- Input for this task:

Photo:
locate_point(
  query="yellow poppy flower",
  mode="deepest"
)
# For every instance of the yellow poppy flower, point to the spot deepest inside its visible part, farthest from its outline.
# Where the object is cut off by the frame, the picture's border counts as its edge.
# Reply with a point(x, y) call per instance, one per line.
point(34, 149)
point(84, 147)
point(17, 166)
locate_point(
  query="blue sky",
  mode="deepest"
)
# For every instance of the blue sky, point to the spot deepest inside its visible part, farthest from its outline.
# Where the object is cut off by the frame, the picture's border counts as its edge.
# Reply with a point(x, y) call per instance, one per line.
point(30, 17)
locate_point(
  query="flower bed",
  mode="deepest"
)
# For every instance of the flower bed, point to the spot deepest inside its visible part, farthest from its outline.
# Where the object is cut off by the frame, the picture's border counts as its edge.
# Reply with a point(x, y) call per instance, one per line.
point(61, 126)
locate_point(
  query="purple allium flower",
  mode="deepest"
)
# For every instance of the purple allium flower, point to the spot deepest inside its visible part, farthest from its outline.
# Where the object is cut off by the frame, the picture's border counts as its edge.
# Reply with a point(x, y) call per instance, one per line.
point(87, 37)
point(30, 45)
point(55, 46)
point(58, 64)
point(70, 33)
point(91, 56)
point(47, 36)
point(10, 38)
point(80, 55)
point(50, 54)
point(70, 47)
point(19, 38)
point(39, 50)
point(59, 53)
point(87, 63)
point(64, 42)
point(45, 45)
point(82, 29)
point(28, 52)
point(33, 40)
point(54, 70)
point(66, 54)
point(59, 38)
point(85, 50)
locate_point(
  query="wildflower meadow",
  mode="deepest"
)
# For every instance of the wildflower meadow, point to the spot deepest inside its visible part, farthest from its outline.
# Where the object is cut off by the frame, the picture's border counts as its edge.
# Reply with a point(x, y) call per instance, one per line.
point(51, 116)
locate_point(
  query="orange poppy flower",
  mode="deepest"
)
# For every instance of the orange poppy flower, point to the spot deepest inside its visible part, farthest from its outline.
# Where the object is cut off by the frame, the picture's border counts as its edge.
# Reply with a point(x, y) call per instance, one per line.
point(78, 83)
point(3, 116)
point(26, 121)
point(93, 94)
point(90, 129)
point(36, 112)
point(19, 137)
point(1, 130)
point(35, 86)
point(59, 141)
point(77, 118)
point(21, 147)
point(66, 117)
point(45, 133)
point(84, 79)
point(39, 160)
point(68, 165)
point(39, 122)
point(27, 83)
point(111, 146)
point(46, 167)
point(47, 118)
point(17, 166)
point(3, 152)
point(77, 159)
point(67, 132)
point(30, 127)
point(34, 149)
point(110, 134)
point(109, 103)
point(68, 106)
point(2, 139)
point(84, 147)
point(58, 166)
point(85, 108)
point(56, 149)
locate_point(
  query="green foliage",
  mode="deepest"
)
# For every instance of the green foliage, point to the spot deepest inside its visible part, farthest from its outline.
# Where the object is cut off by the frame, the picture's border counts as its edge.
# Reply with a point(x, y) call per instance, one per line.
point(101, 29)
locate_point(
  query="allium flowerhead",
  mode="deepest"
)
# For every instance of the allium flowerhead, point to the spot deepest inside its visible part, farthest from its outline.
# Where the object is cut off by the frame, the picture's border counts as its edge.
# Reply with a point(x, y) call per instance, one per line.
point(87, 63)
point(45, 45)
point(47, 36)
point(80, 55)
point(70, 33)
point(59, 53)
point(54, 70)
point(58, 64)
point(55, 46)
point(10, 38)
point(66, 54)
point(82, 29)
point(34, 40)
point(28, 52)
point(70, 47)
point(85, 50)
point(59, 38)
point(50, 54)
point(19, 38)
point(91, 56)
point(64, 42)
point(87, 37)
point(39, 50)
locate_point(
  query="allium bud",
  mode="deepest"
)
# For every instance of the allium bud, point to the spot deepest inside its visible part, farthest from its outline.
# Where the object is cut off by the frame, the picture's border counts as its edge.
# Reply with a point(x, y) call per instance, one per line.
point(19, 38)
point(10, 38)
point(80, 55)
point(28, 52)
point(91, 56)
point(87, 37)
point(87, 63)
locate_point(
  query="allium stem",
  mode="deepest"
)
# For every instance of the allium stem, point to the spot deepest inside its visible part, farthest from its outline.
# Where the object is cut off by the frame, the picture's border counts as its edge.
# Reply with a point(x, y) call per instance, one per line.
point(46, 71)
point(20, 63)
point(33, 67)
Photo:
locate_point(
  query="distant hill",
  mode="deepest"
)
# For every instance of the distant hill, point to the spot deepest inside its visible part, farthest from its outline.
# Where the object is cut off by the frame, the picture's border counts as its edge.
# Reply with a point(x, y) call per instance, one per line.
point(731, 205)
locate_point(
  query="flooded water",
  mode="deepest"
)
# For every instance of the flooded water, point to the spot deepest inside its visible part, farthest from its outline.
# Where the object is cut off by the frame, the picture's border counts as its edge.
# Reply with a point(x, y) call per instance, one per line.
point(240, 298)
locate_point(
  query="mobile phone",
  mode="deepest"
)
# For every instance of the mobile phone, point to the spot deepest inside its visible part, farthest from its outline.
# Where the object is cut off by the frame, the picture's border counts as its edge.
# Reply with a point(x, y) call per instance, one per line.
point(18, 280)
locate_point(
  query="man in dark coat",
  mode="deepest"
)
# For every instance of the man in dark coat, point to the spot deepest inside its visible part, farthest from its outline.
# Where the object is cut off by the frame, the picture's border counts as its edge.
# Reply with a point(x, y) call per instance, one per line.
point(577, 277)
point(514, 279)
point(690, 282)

- Problem statement: Each line in the records above that contains the word "purple" must be copied.

- Written answer:
  query="purple allium flower",
# For every instance of the purple allium flower, point to the spot deepest inside its visible part, farthest from its outline.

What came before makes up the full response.